◆ **Selected extract**:
-------------------------

Reprinted, with permission, from The Trenchant Observer, May 22, 2020.
What if we don’t come up with an effective vaccine for the new coronavirus? How long is it likely to take, even if we do, to test, manufacture, distribute, and administer the vaccine in a world with 7.66 billion people, all of whom are potentially susceptible to becoming infected by the virus?
Ian Sample, the Science Editor of the leading British newspaper The Guardian has published an excellent analysis of the factors which should lead us to temper any facile optimism with a harsh dose of reality.
See
Ian Sample (Science editor), “Why we might not get a coronavirus vaccine; Politicians have become more cautious about immunisation prospects; they are right to be,” The Guardian, May 22, 2020 (11.23 BST).
Sample quotes Dr. Larry Brilliant, who led the WHO’s smallpox eradication program, as follows:
“It will be harder to get rid of Covid than smallpox,” says Brilliant. “With smallpox it was at least clear who was infected, whereas people with coronavirus can spread it without knowing. A thornier problem is that as long as the infection rages in one country, all other nations are at risk.”

-------------------------

◆ **What this exercise asks**:
(a) In the coronavirus vaccine commentary, take everything from "Ian Sample, the" down to "dose of reality." and write it out again with "thorough" in place of "excellent".
(b) Carry on writing the coronavirus vaccine commentary from the point where it stops.

-------------------------

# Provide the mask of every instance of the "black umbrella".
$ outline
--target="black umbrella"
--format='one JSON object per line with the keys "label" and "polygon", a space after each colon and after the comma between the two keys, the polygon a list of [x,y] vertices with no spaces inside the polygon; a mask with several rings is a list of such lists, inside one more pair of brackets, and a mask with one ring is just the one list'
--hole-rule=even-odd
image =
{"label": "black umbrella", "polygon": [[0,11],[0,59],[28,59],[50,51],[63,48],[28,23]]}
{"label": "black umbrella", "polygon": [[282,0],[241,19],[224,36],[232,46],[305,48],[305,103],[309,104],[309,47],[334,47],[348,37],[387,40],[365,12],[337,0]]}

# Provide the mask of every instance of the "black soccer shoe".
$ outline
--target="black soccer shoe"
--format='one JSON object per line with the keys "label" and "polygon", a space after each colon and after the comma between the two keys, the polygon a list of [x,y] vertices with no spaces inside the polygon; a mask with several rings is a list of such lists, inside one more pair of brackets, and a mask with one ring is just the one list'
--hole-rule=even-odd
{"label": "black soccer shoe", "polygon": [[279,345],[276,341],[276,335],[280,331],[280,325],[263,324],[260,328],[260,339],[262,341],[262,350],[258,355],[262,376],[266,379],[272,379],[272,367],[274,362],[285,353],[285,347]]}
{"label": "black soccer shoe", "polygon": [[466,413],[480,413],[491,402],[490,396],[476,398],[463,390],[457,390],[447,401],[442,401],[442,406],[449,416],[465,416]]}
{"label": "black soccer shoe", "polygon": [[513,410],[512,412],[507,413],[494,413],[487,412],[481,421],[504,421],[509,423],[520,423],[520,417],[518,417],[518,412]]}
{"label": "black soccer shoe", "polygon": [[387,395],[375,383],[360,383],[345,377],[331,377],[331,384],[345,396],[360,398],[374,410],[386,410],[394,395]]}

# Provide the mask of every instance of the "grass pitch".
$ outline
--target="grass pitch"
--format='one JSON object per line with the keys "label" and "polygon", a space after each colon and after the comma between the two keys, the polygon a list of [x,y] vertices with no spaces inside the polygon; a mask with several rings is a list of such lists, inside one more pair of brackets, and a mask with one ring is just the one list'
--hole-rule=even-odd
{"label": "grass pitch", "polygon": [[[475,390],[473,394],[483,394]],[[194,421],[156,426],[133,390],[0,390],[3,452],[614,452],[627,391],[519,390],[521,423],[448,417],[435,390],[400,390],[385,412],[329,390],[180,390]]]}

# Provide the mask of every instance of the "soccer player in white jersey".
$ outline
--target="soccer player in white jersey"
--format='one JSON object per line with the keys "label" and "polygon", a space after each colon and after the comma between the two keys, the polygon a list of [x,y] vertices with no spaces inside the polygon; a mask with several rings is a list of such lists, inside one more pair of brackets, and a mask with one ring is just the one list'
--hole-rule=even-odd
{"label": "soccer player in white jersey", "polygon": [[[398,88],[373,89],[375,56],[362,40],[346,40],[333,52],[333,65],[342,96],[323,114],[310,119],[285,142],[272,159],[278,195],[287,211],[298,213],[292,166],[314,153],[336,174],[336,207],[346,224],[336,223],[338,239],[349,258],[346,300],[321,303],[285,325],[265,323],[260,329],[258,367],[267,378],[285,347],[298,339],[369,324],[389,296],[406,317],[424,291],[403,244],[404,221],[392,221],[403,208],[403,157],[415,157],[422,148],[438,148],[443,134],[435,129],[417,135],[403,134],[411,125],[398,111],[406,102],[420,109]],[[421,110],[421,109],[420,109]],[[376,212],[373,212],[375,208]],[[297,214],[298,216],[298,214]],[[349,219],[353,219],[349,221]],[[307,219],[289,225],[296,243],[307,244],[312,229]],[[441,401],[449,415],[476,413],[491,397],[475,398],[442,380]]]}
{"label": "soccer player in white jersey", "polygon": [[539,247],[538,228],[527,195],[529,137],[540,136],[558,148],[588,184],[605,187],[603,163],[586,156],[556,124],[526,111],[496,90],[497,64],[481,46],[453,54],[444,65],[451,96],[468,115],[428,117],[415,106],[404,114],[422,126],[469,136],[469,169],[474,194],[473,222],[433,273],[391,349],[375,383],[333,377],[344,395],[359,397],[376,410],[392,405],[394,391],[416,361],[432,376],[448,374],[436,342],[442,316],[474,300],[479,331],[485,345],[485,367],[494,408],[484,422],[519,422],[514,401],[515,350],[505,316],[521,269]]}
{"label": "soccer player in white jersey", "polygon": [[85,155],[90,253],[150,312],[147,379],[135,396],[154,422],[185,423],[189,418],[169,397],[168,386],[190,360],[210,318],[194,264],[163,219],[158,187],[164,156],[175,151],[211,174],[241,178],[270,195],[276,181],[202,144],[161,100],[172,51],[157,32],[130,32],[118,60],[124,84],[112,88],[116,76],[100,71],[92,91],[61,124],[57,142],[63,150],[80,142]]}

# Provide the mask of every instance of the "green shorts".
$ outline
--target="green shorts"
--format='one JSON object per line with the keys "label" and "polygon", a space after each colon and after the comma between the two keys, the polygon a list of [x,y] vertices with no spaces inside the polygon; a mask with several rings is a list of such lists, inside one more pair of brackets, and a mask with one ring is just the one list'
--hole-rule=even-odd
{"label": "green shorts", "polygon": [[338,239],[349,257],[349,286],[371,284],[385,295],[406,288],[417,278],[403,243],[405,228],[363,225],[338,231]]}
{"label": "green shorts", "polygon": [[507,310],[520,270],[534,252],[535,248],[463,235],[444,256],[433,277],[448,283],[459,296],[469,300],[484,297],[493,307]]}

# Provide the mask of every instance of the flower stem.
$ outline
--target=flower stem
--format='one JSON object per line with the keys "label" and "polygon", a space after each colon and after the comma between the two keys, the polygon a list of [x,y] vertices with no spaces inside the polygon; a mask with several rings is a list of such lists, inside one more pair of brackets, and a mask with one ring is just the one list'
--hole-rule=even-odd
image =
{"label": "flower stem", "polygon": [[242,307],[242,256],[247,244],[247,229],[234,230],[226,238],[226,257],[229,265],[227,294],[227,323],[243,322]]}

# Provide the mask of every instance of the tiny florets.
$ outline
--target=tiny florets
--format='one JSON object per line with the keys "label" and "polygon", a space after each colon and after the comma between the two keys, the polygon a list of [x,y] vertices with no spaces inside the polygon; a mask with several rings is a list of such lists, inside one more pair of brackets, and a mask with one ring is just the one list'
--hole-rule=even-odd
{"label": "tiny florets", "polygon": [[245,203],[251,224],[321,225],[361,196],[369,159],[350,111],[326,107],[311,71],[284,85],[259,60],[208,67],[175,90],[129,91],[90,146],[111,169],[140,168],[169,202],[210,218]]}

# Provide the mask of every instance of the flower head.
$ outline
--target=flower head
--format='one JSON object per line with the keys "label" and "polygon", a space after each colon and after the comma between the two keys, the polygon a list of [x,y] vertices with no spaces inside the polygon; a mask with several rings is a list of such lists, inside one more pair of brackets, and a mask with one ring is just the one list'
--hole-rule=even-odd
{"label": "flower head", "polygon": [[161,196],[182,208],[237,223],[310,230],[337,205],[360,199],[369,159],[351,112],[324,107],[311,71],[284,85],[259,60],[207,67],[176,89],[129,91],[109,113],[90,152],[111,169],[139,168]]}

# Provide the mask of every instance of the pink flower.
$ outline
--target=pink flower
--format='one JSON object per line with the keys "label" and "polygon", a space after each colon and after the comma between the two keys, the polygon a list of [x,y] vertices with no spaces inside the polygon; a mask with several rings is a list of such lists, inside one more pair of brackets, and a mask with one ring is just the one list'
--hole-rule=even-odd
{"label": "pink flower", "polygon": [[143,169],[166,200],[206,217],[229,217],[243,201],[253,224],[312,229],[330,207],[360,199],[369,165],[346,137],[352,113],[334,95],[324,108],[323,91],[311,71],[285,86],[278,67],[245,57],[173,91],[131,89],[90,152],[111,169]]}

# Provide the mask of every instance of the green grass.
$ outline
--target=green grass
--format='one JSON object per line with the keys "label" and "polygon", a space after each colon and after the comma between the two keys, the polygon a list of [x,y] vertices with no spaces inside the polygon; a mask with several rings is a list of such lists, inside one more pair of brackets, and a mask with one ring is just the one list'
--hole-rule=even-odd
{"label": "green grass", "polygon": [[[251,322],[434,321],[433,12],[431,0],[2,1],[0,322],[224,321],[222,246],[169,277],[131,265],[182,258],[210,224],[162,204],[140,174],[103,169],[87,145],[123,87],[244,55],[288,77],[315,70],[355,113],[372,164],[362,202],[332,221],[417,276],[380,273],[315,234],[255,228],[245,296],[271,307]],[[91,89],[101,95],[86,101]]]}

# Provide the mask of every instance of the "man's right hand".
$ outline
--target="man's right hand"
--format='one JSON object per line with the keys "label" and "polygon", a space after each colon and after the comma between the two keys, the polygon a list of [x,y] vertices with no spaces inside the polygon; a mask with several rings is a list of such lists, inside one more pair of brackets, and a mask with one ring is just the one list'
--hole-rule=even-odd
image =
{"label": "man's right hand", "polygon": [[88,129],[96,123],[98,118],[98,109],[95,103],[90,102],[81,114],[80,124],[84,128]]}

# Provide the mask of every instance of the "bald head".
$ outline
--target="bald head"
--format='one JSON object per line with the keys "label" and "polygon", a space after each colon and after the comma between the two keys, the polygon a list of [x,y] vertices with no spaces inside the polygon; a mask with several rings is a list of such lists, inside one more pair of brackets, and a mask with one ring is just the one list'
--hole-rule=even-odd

-------------------------

◆ **Answer set**:
(a)
Ian Sample, the Science Editor of the leading British newspaper The Guardian has published an thorough analysis of the factors which should lead us to temper any facile optimism with a harsh dose of reality.

(b)
Sample continues,
“One proposal from Gavi, the vaccine alliance, is to boost the availability of vaccines around the world through an “advance market commitment”. And Brilliant believes some kind of global agreement must be hammered out now. ‘We should be demanding, now, a global conference on what we’re going to do when we get a vaccine, or if we don’t,’ he says.”
Sample again quotes Brilliant, who states the urgency of action rather pungently:
“If the process of getting a vaccine, testing it, proving it, manufacturing it, planning for its delivery, and building a vaccine programme all over the world, if that’s going to take as long as we think, then let’s fucking start planning it now.”